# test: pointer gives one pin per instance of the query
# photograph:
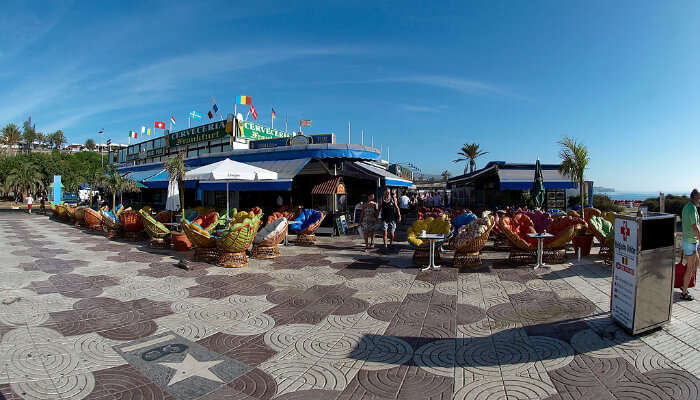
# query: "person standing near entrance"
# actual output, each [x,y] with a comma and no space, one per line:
[390,214]
[30,200]
[404,204]
[691,233]
[368,219]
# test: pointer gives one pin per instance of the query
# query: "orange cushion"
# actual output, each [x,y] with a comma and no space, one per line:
[521,225]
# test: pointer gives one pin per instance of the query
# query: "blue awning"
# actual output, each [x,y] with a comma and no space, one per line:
[388,178]
[161,181]
[522,178]
[140,176]
[280,184]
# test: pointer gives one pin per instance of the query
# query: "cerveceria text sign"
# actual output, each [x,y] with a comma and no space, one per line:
[254,131]
[214,130]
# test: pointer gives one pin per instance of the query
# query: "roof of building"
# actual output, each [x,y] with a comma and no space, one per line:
[516,176]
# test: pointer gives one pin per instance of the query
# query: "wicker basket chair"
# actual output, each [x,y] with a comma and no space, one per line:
[604,232]
[202,239]
[208,221]
[80,215]
[523,248]
[471,238]
[457,222]
[421,248]
[70,212]
[156,231]
[265,243]
[305,226]
[93,219]
[111,224]
[563,228]
[132,225]
[233,243]
[165,216]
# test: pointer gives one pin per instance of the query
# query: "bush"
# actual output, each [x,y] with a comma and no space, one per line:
[673,204]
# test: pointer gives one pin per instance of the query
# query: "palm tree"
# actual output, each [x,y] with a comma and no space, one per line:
[59,139]
[176,170]
[469,152]
[574,160]
[11,135]
[25,179]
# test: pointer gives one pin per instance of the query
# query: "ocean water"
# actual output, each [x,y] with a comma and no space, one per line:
[635,195]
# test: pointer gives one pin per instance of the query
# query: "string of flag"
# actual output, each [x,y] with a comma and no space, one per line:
[213,111]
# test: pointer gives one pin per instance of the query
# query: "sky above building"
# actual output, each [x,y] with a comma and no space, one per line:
[514,77]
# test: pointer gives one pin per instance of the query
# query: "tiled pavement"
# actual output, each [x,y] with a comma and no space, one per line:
[85,317]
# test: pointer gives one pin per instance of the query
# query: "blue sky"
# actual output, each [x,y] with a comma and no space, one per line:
[515,77]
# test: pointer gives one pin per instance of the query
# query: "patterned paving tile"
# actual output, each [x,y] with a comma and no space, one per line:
[78,314]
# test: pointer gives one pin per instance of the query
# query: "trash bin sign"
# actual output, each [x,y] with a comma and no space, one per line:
[643,266]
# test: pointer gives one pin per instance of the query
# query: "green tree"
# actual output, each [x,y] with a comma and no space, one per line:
[11,135]
[25,179]
[29,134]
[176,170]
[469,152]
[59,139]
[574,160]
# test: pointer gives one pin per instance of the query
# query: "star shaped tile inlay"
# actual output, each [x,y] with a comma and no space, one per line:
[190,366]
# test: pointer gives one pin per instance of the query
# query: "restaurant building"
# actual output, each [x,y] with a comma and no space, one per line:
[303,164]
[500,184]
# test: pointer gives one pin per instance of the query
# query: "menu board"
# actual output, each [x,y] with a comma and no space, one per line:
[624,272]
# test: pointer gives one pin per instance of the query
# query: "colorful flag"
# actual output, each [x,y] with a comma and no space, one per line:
[244,100]
[214,109]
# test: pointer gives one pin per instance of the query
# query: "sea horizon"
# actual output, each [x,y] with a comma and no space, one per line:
[637,195]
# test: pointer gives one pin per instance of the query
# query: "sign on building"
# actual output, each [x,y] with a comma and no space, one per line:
[254,131]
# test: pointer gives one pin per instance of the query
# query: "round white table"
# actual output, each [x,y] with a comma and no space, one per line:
[432,238]
[540,248]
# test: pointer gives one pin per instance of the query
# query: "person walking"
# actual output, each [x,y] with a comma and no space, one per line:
[691,233]
[390,214]
[368,219]
[404,205]
[30,200]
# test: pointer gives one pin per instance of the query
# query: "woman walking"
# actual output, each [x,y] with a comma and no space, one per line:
[368,219]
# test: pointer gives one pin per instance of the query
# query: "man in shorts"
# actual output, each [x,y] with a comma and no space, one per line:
[691,232]
[390,214]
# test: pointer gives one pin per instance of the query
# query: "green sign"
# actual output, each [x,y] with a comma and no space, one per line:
[254,131]
[215,130]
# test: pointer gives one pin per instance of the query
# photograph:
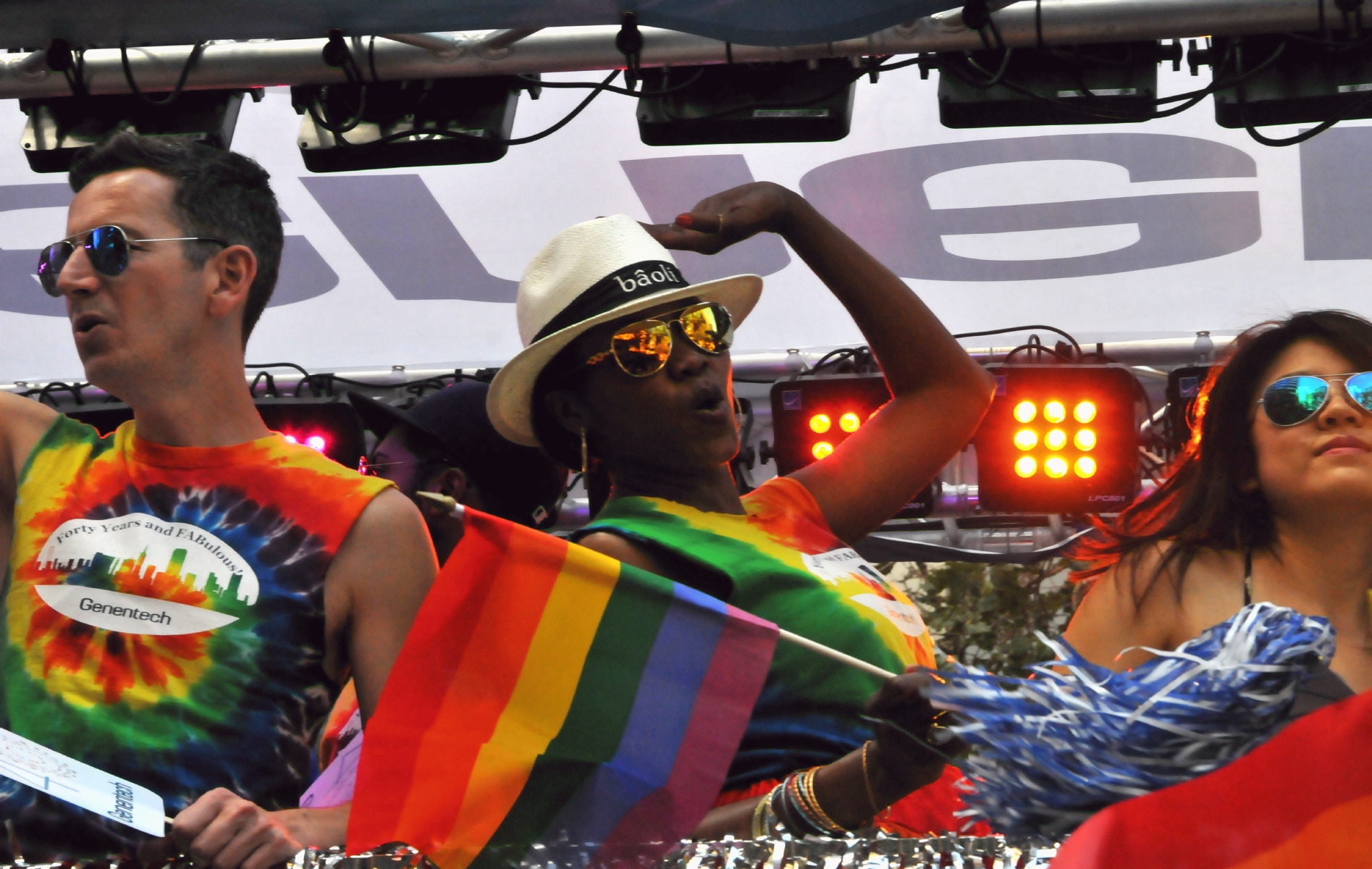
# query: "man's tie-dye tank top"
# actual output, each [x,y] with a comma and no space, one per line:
[165,617]
[781,562]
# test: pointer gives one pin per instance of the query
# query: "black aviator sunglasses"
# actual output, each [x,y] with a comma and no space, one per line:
[107,248]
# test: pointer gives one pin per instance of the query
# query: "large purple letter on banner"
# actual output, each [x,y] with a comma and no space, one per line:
[668,185]
[405,238]
[20,287]
[880,201]
[1337,194]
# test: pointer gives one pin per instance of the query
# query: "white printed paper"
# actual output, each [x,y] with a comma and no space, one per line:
[80,784]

################

WHAT YOU ARE ASKED TO DO —
Make an exact reproduction of the listing above, without any pictures.

SOLUTION FOR THIS EXERCISE —
# test: pointer gives one pin per instance of the query
# photograph:
# query: "person standing near entrance"
# actual output, each [x,y] with a comma and no space, one per line:
[390,214]
[30,200]
[404,204]
[691,233]
[368,219]
# test: pointer gives one pin per instance of the query
# query: "orange cushion"
# actual output, each [x,y] with a comma and no space, one per line:
[521,225]
# test: pointer gives one pin per instance of the query
# query: "blue awning"
# actual output, each [x,y] with a comma and no space, one per line:
[388,178]
[161,181]
[522,178]
[140,176]
[280,184]
# test: pointer gives one pin per instance of the query
# query: "cerveceria text sign"
# actual output, each [x,y] with a comma and no space, one per line:
[254,131]
[214,130]
# test: pointer gives one pin per instance of the query
# query: "roof of building"
# actual output, each [x,y] with a comma and no space, one per line:
[516,176]
# test: pointer gives one pin per instance of the query
# query: "wicker basket chair"
# actual output, each [x,y] with a comma and no space, one per line:
[604,232]
[202,239]
[208,221]
[80,215]
[523,248]
[471,238]
[457,222]
[421,248]
[70,212]
[156,231]
[265,243]
[305,226]
[93,219]
[111,224]
[563,228]
[132,225]
[233,243]
[165,216]
# test: pointer gives one pin per instance of the query
# query: "bush"
# actual output, each [x,y] with a comma and no space, one per line:
[673,204]
# test: pointer gives one pin per instance of the query
# query: "palm tree"
# actual output, each [x,y] with a comma and no space, one per line:
[59,139]
[176,170]
[469,152]
[574,160]
[11,135]
[25,179]
# test: pointer gives one pin per instance of the query
# query: "ocean water"
# actual output, each [x,y] with a comma and no space, one per line:
[635,195]
# test: pointer gives one pin per instance of the query
# query: "string of flag"
# actual output, each [x,y] with a comma and no space, one per line:
[213,111]
# test: pointer gives one pin per instance of the query
# query: "sky above building"
# actual output, each [x,y] with a comma and no space, one per line:
[514,77]
# test: pointer gives one pin per instance of the query
# query: "tiled pavement"
# actual output, each [x,y] with a comma and no space, one per line:
[85,317]
# test: pointer gives one pin per instance of the query
# query: "blue sky"
# actual output, each [x,y] with a comma and no space, one per line:
[515,77]
# test: pointer gives one pin per instance of the query
# query: "patterned paving tile"
# actual output, each [x,y] with a comma and no space, one per line:
[78,314]
# test: pointer gives one pin per instance of the query
# query: "trash bin sign"
# actual output, each [x,y] with a comma and no space, one per line:
[643,266]
# test: pointer gives one pin per instance of the query
# query: "green tree"
# actual output, each [x,y] with a comma and no space, one per line:
[11,135]
[25,179]
[29,134]
[176,170]
[469,152]
[59,139]
[574,160]
# test: pointer gives one pin per instance of the query
# query: "star shaped tile inlay"
# actual output, each [x,y] with a comma and no space, one per line:
[190,366]
# test: pointer gives one pin per instance of the query
# query: "restaurant building"
# actual output, each [x,y] with a comma and no space, one per line:
[303,164]
[500,184]
# test: pointer gives one pin per instance of the query
# query: "menu board"
# actual output, each [x,y] with a comma and no space, one per line:
[624,272]
# test: pointer gives one pin per instance of the query
# query: "colorful flag"
# actual output, each [x,y] with a comma and no space, one per line:
[244,100]
[214,109]
# test: pointer gives one pin per instance of the query
# query: "sea horizon"
# actual output, each [x,y] with a comma and no space, one per line:
[637,195]
# test: pointer gives one pin per instance of the query
# query: "sign on building"
# actual output, each [x,y] with a comma and no space, one per line:
[254,131]
# test: pointer gives one pin per instance of the query
# query: "round white table"
# actual output, each [x,y] with a comma and no space, one per line:
[432,238]
[540,248]
# test: pointer gives one pin per instance of the query
# query: "person walking"
# actual output, each [x,y] with a comma and no space, one per line:
[691,233]
[390,214]
[368,219]
[404,205]
[30,200]
# test: pointer gives one pin per instance of the query
# query: "woman walking"
# actual output, each [x,y] with a comma and no space, one per line:
[368,219]
# test: pointer gives one pin per instance of the query
# query: "man in shorts"
# actual output, each [x,y] with a comma and no space, one per line:
[691,232]
[390,214]
# test: pointer gives one pin per instance of the query
# query: "green sign"
# actual output, each [x,y] with a comma and no space, one per line:
[254,131]
[215,130]
# test: pointer gives one pin per instance of the query
# photograph:
# query: "man's tie-dye tank top"
# actual output, each [x,y] with a comma and no space, one per line:
[165,617]
[781,562]
# test: pointer gives one pin per instance of the query
# query: "black aviator sunglasses"
# actual output, each [x,y] with a comma and no space, one per line:
[107,248]
# test: pointer gives one pin per instance of the query
# query: "large purple letter on banner"
# actual output, each [x,y] with a comma and no space, one per line:
[668,185]
[405,238]
[20,287]
[880,201]
[1337,194]
# test: pointer gives one pin per instance of the query
# query: "white printed paper"
# actual output, each [x,y] with a comma and no space, one per line:
[80,784]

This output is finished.